** Opening TEXT EXCERPT block **

After three days of the U.S. Equestrian Federation Annual Meeting in Louisville, Ky., the word in the meeting rooms and hallways today, Jan. 15, is “compromise.”
The primary controversy here in Louisville, Ky., is the proposed rule to limit therapeutic non-steroidal anti-inflammatory drug use from the current allowable two NSAIDs to one; the USEF Equine Drugs and Medications Committee proposed the rule change, which drew heated debate at the U.S. Hunter Jumper Association Annual Meeting in December but hardly a blip at the earlier U.S. Dressage Federation and U.S. Eventing Association meetings.
At the USHJA meeting, a second rule-change proposal from the USHJA Open Hunter Task Force was supported by the USHJA Board of Directors. The USHJA rule proposal allows for two NSAIDs to be in a horse’s system providing that one of the substances has been reported on a Federation Drugs and Medications report.
Here at the USEF Meeting it appears a compromise is in the works, which as of today, has been approved by the Drugs And Medications Committee, Veterinary Committee and the Executive Committee, among others, and has strong support from the breeds and disciplines. The rule change proposal will ultimately face a vote during the USEF Board of Directors meeting on Sunday.
- Beginning Dec. 1, 2011, only one NSAID will be permitted.
- From April 1, 2010 to Nov. 30, 2011, two NSAIDs will be permitted. If a horse receives two NSAIDs, a USEF NSAID disclosure form must be filled out and filed for data collection.
- Failure to fill out the form will result in a warning through 2010 (estimated time frame).
- Failure to fill out the form will result in an administrative penalty in 2011 (estimated time frame).
“In 2010 it’s all about educating the membership, releasing information and the results of studies in layman’s terms,” said USHJA President Bill Moroney. “We want to be proactive on education. Collecting the data will alert the membership and keep the NSAID changes on the front page.”
USEF President David O’Connor thanked Dr. Kent Allen and his committees for the 12 years of work they’d put forth on therapeutic NSAID use.
“It will ultimately have an effect on the whole industry,” said O’Connor. “It’s an opportunity for the different breeds and disciplines to reassess what they’re doing. We’re used to the system we have, and it’s time to change and move on. It’s a very good move for the industry. We may have some abstain [during the BOD vote], but my bet is that it’s a unanimous vote.”
Cultural changes may be afoot as well, and the revelations drew some nods of support from committee members as well as meeting attendees. Now that fewer NSAIDs are allowed, perhaps horsemen would choose to take their horses in fewer classes per day and fewer competitions per year, resulting in pressure to change qualifying criteria, improve footing standards, etc.
O’Connor quoted a person from an earlier meeting during a playful moment, “I know there’s supposed to be a level playing field, but does the playing field have to be as hard as it is?”
Members of the High Performance Working Group, including Chairman Armand Leone Jr., were thrilled with the possibility of the new NSAID rule change going through. He noted that the United States is now moving one step closer to the Fédération Equestre Internationale’s current no-tolerance policy.
“I’m very supportive of this rule change,” he said. “To the extent that the national rules will be closer to the international rules. We do a disservice to our athletes competing internationally in their training and selection and competitiveness internationally when the rules are so different.”
He also said with the USEF working toward the goal of having the FEI allow limited therapeutic NSAID use, this change in the national system comes at a good time. “Being more consistent gives us more credibility,” he said.

** Closing TEXT EXCERPT block **

## TASKS FOR THIS EXERCISE
• a. From the USEF meeting report, copy the passage that starts at "Members of the" and ends at "current no-tolerance policy.".
• b. Translate this sentence from the USEF meeting report into Spanish: "The rule change proposal will ultimately face a vote during the USEF Board of Directors meeting on Sunday."
• c. Name every person mentioned by name in the USEF meeting report.

** Opening PROVIDED DATA block **

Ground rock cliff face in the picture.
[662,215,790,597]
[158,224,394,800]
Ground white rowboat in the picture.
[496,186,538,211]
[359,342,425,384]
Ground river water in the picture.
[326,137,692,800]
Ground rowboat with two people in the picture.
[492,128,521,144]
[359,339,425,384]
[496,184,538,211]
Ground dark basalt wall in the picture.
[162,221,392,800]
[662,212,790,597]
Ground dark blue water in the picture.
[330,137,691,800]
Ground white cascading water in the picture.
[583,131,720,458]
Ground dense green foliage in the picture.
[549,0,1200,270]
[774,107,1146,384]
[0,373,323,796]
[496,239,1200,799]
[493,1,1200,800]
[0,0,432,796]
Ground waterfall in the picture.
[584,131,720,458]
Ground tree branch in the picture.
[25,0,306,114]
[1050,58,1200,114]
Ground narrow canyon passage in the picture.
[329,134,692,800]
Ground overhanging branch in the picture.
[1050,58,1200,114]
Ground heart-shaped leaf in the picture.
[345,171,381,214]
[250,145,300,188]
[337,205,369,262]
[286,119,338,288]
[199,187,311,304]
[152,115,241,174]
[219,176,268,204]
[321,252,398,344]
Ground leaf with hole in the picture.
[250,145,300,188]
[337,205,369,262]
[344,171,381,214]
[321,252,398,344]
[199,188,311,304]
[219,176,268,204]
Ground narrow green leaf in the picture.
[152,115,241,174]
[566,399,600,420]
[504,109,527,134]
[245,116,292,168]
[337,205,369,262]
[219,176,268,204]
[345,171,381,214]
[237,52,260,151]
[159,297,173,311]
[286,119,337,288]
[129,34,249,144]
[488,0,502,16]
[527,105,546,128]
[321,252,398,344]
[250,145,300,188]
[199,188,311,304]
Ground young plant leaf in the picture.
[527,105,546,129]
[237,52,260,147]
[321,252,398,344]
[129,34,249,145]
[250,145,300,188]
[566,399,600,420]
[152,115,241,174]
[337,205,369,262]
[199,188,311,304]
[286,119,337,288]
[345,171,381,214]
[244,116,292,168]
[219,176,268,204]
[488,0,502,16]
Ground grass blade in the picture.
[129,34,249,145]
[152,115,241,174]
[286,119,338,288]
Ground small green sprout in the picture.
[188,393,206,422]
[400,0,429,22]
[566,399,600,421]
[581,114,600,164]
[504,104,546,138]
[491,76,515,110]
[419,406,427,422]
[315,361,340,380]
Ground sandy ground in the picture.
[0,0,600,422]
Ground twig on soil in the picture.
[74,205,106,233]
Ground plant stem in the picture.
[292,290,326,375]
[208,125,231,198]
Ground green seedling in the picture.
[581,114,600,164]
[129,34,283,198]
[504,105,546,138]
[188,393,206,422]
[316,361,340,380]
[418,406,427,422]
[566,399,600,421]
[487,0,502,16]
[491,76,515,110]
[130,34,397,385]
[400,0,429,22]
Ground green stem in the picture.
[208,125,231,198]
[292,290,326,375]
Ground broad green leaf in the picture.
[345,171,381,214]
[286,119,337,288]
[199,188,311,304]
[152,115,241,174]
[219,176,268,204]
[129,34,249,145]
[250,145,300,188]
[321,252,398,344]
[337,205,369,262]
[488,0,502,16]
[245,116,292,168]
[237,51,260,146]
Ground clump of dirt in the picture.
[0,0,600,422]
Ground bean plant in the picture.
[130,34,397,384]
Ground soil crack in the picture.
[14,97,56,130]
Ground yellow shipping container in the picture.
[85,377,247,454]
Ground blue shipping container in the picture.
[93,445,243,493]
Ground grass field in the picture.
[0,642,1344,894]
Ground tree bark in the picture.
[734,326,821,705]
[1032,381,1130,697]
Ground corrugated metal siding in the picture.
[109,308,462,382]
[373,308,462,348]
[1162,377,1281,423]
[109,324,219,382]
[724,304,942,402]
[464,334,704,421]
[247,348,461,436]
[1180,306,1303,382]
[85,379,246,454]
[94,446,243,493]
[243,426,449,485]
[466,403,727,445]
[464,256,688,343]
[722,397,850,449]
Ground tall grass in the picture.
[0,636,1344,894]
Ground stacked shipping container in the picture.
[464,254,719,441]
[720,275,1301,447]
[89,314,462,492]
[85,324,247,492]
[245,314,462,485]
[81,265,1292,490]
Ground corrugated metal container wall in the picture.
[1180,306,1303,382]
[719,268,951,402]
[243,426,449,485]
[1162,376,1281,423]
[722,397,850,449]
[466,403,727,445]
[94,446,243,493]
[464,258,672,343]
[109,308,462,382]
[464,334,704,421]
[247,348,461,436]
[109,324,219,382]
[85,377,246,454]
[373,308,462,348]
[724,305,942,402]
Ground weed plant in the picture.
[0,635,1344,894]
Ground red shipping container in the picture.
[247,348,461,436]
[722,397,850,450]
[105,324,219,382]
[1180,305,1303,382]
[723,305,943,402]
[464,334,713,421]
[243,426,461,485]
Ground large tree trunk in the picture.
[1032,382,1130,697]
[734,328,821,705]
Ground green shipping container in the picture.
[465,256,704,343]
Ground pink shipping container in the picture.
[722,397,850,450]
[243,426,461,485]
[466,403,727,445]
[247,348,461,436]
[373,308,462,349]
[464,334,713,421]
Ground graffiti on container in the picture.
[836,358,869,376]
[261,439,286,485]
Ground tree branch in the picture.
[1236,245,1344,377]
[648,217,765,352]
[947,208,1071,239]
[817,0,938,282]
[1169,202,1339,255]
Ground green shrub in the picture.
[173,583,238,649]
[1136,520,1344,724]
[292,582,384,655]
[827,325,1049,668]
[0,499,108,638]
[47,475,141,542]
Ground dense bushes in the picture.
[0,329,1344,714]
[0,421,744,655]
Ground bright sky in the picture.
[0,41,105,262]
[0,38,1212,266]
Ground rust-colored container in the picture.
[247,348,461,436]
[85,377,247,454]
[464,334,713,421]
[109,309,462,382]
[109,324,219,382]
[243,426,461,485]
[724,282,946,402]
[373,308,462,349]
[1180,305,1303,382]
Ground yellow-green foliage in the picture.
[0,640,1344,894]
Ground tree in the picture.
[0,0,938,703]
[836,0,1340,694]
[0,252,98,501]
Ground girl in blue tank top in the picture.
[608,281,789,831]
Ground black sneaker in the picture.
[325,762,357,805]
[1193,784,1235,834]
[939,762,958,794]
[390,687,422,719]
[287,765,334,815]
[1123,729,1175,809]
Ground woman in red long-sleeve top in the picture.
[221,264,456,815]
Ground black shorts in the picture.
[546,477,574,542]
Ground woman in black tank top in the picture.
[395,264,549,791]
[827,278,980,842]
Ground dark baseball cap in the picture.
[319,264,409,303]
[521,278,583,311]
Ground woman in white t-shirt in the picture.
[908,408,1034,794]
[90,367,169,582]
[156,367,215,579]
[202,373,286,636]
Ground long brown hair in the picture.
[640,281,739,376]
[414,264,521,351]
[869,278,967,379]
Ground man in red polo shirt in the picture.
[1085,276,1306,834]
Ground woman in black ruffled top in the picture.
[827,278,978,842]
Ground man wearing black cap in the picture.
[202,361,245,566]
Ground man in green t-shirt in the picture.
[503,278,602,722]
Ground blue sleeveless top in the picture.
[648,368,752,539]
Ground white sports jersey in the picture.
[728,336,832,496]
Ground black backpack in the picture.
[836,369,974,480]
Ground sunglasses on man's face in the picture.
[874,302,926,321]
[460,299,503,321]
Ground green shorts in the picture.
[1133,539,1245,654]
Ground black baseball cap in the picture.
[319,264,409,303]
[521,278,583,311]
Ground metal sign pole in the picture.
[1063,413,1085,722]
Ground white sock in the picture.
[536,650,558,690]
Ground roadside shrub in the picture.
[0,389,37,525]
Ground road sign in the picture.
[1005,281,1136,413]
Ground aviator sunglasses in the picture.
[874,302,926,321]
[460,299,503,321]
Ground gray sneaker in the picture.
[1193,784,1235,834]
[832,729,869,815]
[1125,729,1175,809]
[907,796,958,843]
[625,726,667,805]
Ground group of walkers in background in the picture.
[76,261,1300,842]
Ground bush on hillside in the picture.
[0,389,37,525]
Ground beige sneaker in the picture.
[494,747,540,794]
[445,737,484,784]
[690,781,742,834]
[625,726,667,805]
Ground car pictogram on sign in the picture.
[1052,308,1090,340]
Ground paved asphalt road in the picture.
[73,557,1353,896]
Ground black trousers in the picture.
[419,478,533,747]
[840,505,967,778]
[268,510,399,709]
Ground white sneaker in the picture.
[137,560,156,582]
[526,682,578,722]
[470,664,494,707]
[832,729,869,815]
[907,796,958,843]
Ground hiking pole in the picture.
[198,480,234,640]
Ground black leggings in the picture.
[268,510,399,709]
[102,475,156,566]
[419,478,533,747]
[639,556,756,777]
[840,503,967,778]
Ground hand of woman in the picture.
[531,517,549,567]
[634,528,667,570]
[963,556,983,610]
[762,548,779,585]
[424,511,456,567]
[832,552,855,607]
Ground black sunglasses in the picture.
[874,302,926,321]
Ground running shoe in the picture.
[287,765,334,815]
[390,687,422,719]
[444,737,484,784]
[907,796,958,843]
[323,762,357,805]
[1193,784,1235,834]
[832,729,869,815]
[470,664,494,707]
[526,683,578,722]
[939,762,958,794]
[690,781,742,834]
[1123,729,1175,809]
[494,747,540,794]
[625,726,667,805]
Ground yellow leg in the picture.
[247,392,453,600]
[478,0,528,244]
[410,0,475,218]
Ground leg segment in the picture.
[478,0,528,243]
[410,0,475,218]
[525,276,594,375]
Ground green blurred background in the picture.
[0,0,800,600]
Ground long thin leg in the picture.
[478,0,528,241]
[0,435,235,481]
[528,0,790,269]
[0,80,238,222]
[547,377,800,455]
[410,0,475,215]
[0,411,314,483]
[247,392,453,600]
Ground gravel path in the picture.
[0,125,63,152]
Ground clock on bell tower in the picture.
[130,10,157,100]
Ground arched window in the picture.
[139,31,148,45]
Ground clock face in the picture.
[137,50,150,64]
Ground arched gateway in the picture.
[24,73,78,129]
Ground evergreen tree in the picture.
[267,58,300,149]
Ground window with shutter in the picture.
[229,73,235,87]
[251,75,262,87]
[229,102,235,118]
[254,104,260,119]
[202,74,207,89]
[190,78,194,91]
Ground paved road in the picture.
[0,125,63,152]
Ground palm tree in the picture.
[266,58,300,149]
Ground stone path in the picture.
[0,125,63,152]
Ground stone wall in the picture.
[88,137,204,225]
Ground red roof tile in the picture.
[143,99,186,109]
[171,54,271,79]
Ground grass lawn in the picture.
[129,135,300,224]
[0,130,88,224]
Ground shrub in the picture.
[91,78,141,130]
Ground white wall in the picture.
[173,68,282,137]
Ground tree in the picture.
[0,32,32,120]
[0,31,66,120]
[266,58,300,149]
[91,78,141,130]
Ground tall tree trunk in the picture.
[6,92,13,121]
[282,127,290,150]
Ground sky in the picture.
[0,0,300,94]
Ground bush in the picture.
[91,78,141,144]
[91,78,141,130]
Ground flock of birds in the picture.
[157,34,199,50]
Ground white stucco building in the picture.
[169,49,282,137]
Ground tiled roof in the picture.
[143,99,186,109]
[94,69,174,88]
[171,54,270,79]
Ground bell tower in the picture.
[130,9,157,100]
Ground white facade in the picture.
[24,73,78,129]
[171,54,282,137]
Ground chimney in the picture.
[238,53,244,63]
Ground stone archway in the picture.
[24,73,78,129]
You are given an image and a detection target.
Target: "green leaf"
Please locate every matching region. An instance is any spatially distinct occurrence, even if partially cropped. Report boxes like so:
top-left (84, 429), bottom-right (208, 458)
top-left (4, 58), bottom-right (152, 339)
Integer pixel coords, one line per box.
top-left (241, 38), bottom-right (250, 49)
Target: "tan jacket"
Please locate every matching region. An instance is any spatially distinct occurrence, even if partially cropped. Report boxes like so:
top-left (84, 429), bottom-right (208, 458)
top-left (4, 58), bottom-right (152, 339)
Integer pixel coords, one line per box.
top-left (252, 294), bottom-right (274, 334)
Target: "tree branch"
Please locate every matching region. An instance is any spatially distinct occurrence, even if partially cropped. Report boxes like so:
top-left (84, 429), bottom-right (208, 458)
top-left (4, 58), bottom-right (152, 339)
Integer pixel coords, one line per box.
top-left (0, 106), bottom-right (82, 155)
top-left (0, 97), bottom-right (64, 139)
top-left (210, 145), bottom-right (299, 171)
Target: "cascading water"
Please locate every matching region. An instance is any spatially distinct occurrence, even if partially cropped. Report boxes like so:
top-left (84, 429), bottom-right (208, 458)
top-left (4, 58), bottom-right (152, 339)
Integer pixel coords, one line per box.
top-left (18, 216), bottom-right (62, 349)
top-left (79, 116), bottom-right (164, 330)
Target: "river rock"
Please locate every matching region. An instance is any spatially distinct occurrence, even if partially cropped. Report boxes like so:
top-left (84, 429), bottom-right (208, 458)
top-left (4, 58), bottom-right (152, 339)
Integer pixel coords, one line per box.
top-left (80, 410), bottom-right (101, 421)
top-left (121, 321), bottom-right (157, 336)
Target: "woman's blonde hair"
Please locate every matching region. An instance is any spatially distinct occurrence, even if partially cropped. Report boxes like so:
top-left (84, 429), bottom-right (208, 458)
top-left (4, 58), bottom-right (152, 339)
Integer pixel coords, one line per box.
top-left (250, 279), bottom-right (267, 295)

** Closing PROVIDED DATA block **

## SOLUTIONS PER TASK
• a.
Members of the High Performance Working Group, including Chairman Armand Leone Jr., were thrilled with the possibility of the new NSAID rule change going through. He noted that the United States is now moving one step closer to the Fédération Equestre Internationale’s current no-tolerance policy.

• b. La propuesta de cambio de norma se someterá finalmente a votación durante la reunión de la Junta Directiva de la USEF el domingo.

• c.
Bill Moroney
David O'Connor
Kent Allen
Armand Leone Jr.